- Problem details -
Give back each entry verbatim.
Content starts
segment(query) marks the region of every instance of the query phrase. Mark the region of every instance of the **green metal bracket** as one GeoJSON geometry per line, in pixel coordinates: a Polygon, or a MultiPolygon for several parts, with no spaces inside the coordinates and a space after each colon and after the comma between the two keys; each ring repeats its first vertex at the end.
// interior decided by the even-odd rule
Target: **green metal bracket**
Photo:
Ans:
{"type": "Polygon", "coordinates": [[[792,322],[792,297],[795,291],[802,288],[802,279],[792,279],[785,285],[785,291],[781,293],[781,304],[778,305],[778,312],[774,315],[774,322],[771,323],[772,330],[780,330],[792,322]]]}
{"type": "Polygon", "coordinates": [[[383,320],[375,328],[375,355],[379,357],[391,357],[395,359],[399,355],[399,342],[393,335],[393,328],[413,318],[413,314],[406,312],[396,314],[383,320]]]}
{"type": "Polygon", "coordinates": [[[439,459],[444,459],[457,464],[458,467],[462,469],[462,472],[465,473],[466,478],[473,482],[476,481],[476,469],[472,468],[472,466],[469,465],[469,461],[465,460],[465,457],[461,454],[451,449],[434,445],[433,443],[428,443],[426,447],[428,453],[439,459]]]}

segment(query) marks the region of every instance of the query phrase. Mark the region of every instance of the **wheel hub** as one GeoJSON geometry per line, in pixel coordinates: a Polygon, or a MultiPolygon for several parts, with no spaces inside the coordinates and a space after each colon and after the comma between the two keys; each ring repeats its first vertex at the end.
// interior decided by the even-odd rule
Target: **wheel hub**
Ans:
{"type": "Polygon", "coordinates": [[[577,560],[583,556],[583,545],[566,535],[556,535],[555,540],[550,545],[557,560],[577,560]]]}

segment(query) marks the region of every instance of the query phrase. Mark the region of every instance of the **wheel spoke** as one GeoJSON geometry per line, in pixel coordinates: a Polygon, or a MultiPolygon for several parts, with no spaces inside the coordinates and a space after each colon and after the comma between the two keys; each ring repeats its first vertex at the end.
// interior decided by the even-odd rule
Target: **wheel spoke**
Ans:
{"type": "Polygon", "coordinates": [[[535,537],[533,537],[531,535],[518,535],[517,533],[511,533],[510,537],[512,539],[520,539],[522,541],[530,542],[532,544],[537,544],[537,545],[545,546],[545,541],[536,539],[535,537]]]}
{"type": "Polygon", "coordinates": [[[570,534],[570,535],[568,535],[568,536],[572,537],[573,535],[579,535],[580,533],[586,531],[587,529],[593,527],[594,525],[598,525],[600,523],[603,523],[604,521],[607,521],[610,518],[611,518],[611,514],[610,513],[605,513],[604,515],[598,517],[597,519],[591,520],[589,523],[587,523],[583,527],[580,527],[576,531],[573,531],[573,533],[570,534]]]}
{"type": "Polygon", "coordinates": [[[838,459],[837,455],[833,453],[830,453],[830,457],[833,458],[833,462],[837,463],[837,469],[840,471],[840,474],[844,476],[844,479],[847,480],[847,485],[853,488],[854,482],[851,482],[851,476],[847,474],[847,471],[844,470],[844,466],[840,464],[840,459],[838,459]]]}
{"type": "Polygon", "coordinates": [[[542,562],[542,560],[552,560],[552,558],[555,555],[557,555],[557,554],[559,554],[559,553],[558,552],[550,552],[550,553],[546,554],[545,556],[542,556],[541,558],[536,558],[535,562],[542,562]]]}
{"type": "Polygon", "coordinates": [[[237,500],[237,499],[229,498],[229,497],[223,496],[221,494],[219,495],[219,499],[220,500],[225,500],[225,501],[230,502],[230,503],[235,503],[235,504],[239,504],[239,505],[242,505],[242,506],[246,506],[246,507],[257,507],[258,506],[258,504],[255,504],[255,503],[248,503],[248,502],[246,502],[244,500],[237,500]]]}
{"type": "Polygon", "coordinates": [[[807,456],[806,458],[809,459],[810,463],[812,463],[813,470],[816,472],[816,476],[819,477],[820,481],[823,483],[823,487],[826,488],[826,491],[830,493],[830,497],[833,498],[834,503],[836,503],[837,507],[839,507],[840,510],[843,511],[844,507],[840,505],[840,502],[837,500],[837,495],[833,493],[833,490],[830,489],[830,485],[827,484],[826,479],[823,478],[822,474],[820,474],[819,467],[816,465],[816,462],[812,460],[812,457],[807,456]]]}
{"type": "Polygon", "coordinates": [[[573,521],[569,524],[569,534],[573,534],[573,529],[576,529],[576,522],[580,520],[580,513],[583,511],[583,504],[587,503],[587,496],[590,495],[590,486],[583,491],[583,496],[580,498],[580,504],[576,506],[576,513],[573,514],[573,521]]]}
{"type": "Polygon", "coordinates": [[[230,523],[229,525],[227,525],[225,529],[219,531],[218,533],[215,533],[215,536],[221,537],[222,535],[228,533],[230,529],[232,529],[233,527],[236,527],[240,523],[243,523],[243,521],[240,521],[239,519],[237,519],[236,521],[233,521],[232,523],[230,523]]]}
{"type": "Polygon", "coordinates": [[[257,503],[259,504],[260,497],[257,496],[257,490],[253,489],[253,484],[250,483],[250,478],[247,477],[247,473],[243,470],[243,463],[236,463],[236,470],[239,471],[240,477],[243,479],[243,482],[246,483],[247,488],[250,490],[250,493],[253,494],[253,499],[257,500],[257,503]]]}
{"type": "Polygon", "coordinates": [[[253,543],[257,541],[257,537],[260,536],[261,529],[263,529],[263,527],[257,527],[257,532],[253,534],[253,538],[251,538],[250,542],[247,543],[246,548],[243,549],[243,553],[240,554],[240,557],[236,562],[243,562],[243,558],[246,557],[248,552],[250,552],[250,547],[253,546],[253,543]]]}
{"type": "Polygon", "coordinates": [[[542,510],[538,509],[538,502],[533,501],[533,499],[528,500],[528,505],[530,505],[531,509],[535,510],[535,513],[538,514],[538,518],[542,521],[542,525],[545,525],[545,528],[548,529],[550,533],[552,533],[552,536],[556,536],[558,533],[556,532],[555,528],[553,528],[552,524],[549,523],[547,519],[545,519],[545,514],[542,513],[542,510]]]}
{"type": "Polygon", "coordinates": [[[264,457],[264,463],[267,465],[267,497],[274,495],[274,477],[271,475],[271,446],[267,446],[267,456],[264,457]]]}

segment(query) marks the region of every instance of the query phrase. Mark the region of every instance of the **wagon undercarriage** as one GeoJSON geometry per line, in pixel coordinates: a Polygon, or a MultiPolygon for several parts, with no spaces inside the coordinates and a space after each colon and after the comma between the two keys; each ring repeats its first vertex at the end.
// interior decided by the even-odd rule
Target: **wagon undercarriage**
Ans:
Content ends
- Solution to this problem -
segment(query) marks the region of every instance of the query phrase. Mark the region of every instance of the **green metal bracket** as one GeoJSON geometry per line, in pixel coordinates: a Polygon, or a MultiPolygon for several parts, with no spaces inside the coordinates and a space after each colon and after the comma between the two keys; each ring repeats its first vertex at the end.
// interior decided by the even-odd rule
Target: **green metal bracket**
Photo:
Ans:
{"type": "Polygon", "coordinates": [[[792,322],[792,297],[795,291],[802,288],[802,279],[792,279],[785,285],[785,291],[781,293],[781,304],[778,305],[778,312],[774,315],[774,322],[771,323],[772,330],[780,330],[792,322]]]}
{"type": "Polygon", "coordinates": [[[383,320],[375,328],[375,355],[379,357],[391,357],[395,359],[399,355],[399,342],[393,335],[393,328],[413,318],[413,314],[406,312],[396,314],[383,320]]]}
{"type": "Polygon", "coordinates": [[[439,459],[444,459],[457,464],[458,467],[462,469],[462,472],[465,473],[466,478],[473,482],[476,481],[476,469],[472,468],[472,466],[469,465],[469,461],[465,460],[465,457],[461,454],[451,449],[434,445],[433,443],[428,443],[426,447],[428,453],[439,459]]]}

segment(query) marks the region of every instance of the query phrase. Mark the region of every instance of the **wheel hub** as one GeoJSON geometry per line, in pixel coordinates: a Polygon, or a MultiPolygon for several parts, with no spaces inside the coordinates and a space after each colon and after the comma between the two keys; each ring repeats its first vertex at the end.
// interior decided by the even-odd rule
Target: **wheel hub**
Ans:
{"type": "Polygon", "coordinates": [[[577,560],[583,556],[583,545],[566,535],[556,535],[555,540],[550,545],[557,560],[577,560]]]}

segment(query) marks the region of every instance of the query phrase. Mark the region of every instance of the **wheel spoke** as one GeoJSON geometry per line, in pixel coordinates: a Polygon, or a MultiPolygon for several parts, with no spaces inside the coordinates and a space after each colon and after the comma between the two keys; each ring repeats its first vertex at the end.
// interior decided by the even-odd rule
Target: **wheel spoke**
Ans:
{"type": "Polygon", "coordinates": [[[535,537],[533,537],[531,535],[518,535],[517,533],[511,533],[510,537],[512,539],[520,539],[522,541],[530,542],[532,544],[537,544],[537,545],[545,546],[545,541],[536,539],[535,537]]]}
{"type": "Polygon", "coordinates": [[[570,534],[570,535],[568,535],[568,536],[572,537],[573,535],[579,535],[580,533],[586,531],[587,529],[593,527],[594,525],[598,525],[600,523],[603,523],[604,521],[607,521],[610,518],[611,518],[611,514],[610,513],[605,513],[604,515],[598,517],[597,519],[591,520],[589,523],[587,523],[583,527],[580,527],[576,531],[573,531],[573,533],[570,534]]]}
{"type": "Polygon", "coordinates": [[[838,459],[837,455],[833,453],[830,453],[830,457],[833,458],[833,462],[837,463],[837,469],[840,471],[840,474],[844,476],[844,479],[847,480],[847,485],[853,488],[854,482],[851,482],[851,476],[847,474],[847,471],[844,470],[844,466],[840,464],[840,459],[838,459]]]}
{"type": "Polygon", "coordinates": [[[542,562],[542,560],[552,560],[552,558],[555,555],[557,555],[557,554],[559,554],[559,553],[558,552],[550,552],[550,553],[546,554],[545,556],[542,556],[541,558],[536,558],[535,562],[542,562]]]}
{"type": "Polygon", "coordinates": [[[237,500],[237,499],[229,498],[229,497],[223,496],[221,494],[219,495],[219,499],[220,500],[225,500],[225,501],[230,502],[230,503],[235,503],[235,504],[239,504],[239,505],[242,505],[242,506],[246,506],[246,507],[257,507],[258,506],[258,504],[255,504],[255,503],[248,503],[248,502],[246,502],[244,500],[237,500]]]}
{"type": "Polygon", "coordinates": [[[807,456],[806,458],[809,459],[810,463],[812,463],[813,470],[816,472],[816,476],[819,477],[820,481],[823,483],[823,487],[826,488],[826,491],[830,493],[830,497],[833,498],[834,503],[836,503],[837,507],[839,507],[840,510],[843,511],[844,507],[840,505],[840,502],[837,500],[837,495],[833,493],[833,490],[830,489],[830,485],[827,484],[826,479],[823,478],[822,474],[820,474],[819,467],[816,465],[816,462],[812,460],[812,457],[807,456]]]}
{"type": "Polygon", "coordinates": [[[573,521],[569,524],[569,534],[573,534],[573,529],[576,529],[576,522],[580,520],[580,513],[583,511],[583,504],[587,503],[587,496],[590,495],[590,486],[583,491],[583,496],[580,498],[580,504],[576,506],[576,513],[573,514],[573,521]]]}
{"type": "Polygon", "coordinates": [[[230,523],[229,525],[227,525],[225,529],[219,531],[218,533],[215,533],[215,536],[221,537],[222,535],[228,533],[230,529],[232,529],[233,527],[236,527],[240,523],[243,523],[243,521],[240,521],[239,519],[237,519],[236,521],[233,521],[232,523],[230,523]]]}
{"type": "Polygon", "coordinates": [[[257,503],[259,504],[260,497],[257,496],[257,490],[253,489],[253,484],[250,483],[250,478],[247,477],[247,473],[243,470],[243,463],[236,463],[236,470],[239,471],[240,477],[243,479],[243,482],[246,483],[247,488],[250,490],[250,493],[253,494],[253,499],[257,500],[257,503]]]}
{"type": "Polygon", "coordinates": [[[253,543],[257,541],[257,537],[260,536],[261,529],[263,529],[263,527],[257,527],[257,532],[253,534],[253,538],[251,538],[250,542],[247,543],[246,548],[243,549],[243,553],[240,554],[240,557],[236,562],[243,562],[243,558],[246,557],[248,552],[250,552],[250,547],[253,546],[253,543]]]}
{"type": "Polygon", "coordinates": [[[542,510],[538,509],[538,502],[533,501],[533,499],[528,500],[528,505],[530,505],[531,509],[535,510],[535,513],[538,514],[538,518],[542,521],[542,525],[545,525],[545,528],[548,529],[550,533],[552,533],[552,536],[556,536],[558,533],[556,532],[555,528],[553,528],[552,524],[549,523],[547,519],[545,519],[545,514],[542,513],[542,510]]]}
{"type": "Polygon", "coordinates": [[[264,457],[264,463],[267,465],[267,497],[274,495],[274,477],[271,475],[271,446],[267,446],[267,456],[264,457]]]}

segment(query) marks the region of every instance of the query phrase. Mark the region of every instance of the **wagon undercarriage** as one GeoJSON geometry per line, in pixel coordinates: a Polygon, or a MultiPolygon for several parts, with no spaces inside the coordinates and a space after each colon and after the comma between the two keys; each ring repeats its first vertex at the end.
// interior decided by the even-odd rule
Target: **wagon undercarriage**
Ans:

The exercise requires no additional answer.